PAGE:
--- start ---
Re: [PATCH] usb: cdc-wdm: close race between read and workqueue

From: Oliver Neukum
Date: Mon Apr 15 2024 - 07:09:14 EST




On 15.04.24 12:53, Bjørn Mork wrote:
Oliver Neukum <oneukum@xxxxxxxx> writes:
On 15.04.24 11:26, Bjørn Mork wrote:
Oliver Neukum <oneukum@xxxxxxxx> writes:
On 15.04.24 08:47, Bjørn Mork wrote:

urb from service_outstanding_interrupt(). That's why it was added. See
the explanation Robert wrote when introducing it:
https://git.kernel.org/pub/scm/linux/kernel/git/torvalds/linux.git/commit/drivers/usb/class/cdc-wdm.c?id=c1da59dad0ebd3f9bd238f3fff82b1f7ffda7829

Well, the explanation is correct in that we must read
data available. However, if the RESPONDING flag is set
and the URB submitted, we are already doing so.
Sounds reasonable. Except that the bug proves we didn't.

Why? I am afraid I do not get that part.

I don't get how it happens either. But that's the only thing changed by
the patch.

Now you have lost me. I agree that this is the only thing that the patch
changes, but how do you derive the consequences from that?

> If you are right that service_outstanding_interrupt can race
againts
itself (and I don't doubt that), then I guess this could also happen
between failure to submit the URB and clearing the flag?

Yes, it can. In fact in this case the behavior should not change.
I am afraid we have a misunderstanding. It seems to me that in the
unchanged driver the result of service_outstanding_interrupt()
is undefined.
Please explain.

Sorry, I am so lost here that I am probably only confusing things. I doresp_count
not understand why we unlock &desc->iuspin around the usb_submit_urb
call. And git tells me I wrote that.
--- end ---
OBJECTIVES:
(1) Answer these questions using the patch discussion:
(a) Who wrote the message, and on what date?
(b) Which flag, together with the URB being submitted, means the data is already being read?
(c) In the unchanged driver, which function's result does the writer call undefined?
(2) Repeat the part of the patch discussion starting at "I don't get" and ending at "consequences from that?", with no changes.
(3) Put this sentence from the patch discussion into Spanish: "I agree that this is the only thing that the patch changes, but how do you derive the consequences from that?"
This listing comes from a separate source, not from the patch discussion.

[Records from a data source]
--- start ---
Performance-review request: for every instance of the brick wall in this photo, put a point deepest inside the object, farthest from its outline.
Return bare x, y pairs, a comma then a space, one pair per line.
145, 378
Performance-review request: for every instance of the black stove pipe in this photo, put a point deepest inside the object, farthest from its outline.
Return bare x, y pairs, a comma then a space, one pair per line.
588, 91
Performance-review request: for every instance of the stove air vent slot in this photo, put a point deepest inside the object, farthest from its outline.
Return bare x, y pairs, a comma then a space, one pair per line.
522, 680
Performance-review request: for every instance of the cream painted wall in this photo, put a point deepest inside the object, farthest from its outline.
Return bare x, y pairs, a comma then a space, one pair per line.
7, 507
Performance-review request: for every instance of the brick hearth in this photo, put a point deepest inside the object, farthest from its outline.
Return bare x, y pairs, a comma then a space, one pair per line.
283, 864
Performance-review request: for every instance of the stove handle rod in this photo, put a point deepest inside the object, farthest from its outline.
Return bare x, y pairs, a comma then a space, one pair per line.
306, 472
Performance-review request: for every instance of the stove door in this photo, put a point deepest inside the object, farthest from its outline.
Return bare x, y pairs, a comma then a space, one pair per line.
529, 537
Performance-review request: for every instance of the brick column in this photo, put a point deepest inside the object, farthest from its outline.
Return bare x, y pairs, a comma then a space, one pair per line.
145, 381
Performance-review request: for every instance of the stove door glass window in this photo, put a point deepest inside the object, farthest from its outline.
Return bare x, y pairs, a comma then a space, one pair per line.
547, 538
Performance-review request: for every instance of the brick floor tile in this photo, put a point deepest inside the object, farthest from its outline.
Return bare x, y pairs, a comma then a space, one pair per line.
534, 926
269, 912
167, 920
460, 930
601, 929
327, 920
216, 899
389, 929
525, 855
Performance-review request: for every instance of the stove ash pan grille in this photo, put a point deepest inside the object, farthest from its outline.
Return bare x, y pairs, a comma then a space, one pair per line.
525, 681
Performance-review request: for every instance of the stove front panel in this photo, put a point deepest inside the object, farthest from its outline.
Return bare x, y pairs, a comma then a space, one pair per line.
--- end ---
WRITTEN RESPONSES:
(1)
(a) Oliver Neukum, on Mon Apr 15 2024.
(b) The RESPONDING flag.
(c) service_outstanding_interrupt()

(2)
I don't get how it happens either. But that's the only thing changed by
the patch.

Now you have lost me. I agree that this is the only thing that the patch
changes, but how do you derive the consequences from that?

(3) Estoy de acuerdo en que esto es lo único que cambia el parche, pero ¿cómo deduces las consecuencias a partir de eso?